**DO THIS**.
Render the lines of all the entries below as a numbered list, leaving out blank lines.

**ENTRIES SHOWN**.
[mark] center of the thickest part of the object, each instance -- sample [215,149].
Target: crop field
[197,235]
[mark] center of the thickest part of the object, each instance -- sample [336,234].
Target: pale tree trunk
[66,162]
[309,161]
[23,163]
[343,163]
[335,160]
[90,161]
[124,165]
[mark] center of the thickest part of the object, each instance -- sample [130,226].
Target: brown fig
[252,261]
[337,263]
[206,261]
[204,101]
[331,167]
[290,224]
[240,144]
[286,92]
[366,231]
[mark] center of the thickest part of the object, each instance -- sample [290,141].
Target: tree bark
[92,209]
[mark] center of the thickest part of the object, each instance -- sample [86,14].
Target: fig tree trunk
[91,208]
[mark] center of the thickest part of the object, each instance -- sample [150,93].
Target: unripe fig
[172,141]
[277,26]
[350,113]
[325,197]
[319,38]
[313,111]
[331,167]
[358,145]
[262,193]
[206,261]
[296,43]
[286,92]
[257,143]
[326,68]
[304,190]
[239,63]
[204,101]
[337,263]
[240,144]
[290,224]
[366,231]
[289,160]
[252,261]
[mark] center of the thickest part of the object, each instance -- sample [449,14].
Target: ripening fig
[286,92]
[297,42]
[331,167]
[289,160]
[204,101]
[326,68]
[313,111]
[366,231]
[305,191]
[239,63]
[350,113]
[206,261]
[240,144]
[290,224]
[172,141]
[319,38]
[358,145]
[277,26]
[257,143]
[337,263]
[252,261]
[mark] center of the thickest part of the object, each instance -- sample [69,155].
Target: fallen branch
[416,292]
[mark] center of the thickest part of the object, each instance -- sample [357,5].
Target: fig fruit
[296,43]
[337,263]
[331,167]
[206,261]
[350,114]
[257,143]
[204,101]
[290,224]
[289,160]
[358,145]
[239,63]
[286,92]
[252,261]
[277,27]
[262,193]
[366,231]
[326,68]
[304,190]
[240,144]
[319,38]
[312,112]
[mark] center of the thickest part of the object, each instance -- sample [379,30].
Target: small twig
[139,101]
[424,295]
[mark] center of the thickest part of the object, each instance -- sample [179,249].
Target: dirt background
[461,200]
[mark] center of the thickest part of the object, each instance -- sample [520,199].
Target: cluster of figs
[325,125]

**TASK RESULT**.
1. [mark] center of the thickest part of the object, each instance -- sample [215,149].
2. Target: crop field
3. [197,235]
4. [mark] center of the thickest part of the object, each instance -- sample [336,234].
5. Target: pale tree trunk
6. [66,162]
7. [309,161]
8. [23,163]
9. [343,163]
10. [335,160]
11. [90,161]
12. [124,165]
13. [mark] center of the thickest part of the object, each instance -- sample [130,226].
14. Target: brown fig
15. [252,261]
16. [337,263]
17. [206,261]
18. [204,101]
19. [331,167]
20. [290,224]
21. [240,144]
22. [286,92]
23. [366,231]
24. [mark] center of the thickest part of the object, each instance -- sample [290,141].
25. Target: tree bark
26. [92,209]
27. [mark] center of the thickest part of the object, each instance -- sample [86,14].
28. Target: fig tree trunk
29. [91,208]
30. [mark] center of the thickest part of the object, each instance -- sample [150,93].
31. Target: unripe fig
32. [172,141]
33. [277,26]
34. [350,113]
35. [325,197]
36. [319,38]
37. [313,111]
38. [331,167]
39. [358,145]
40. [262,193]
41. [206,261]
42. [296,43]
43. [286,92]
44. [257,143]
45. [326,68]
46. [304,190]
47. [239,63]
48. [204,101]
49. [337,263]
50. [240,144]
51. [290,224]
52. [366,231]
53. [289,160]
54. [252,261]
55. [mark] center of the thickest part of the object, each instance -- sample [449,14].
56. Target: ripening fig
57. [286,92]
58. [297,42]
59. [331,167]
60. [289,160]
61. [204,101]
62. [326,68]
63. [313,111]
64. [366,231]
65. [305,191]
66. [239,63]
67. [350,113]
68. [206,261]
69. [240,144]
70. [290,224]
71. [172,141]
72. [319,38]
73. [358,145]
74. [277,26]
75. [257,143]
76. [337,263]
77. [252,261]
78. [mark] center of the thickest part of the object, each instance -- sample [69,155].
79. Target: fallen branch
80. [416,292]
81. [mark] center of the thickest part of the object, each instance -- sample [357,5].
82. Target: fig fruit
83. [296,43]
84. [337,263]
85. [331,167]
86. [206,261]
87. [350,114]
88. [257,143]
89. [204,101]
90. [290,224]
91. [289,160]
92. [358,145]
93. [239,63]
94. [286,92]
95. [252,261]
96. [277,27]
97. [262,193]
98. [366,231]
99. [326,68]
100. [304,190]
101. [240,144]
102. [319,38]
103. [312,112]
104. [mark] center of the thickest part of the object, each instance -- sample [379,30].
105. Target: small twig
106. [139,101]
107. [424,295]
108. [mark] center of the thickest part of the object, each instance -- sample [179,249].
109. Target: dirt background
110. [461,200]
111. [mark] center of the thickest part of the object, each instance -- sample [520,199].
112. Target: cluster of figs
113. [325,125]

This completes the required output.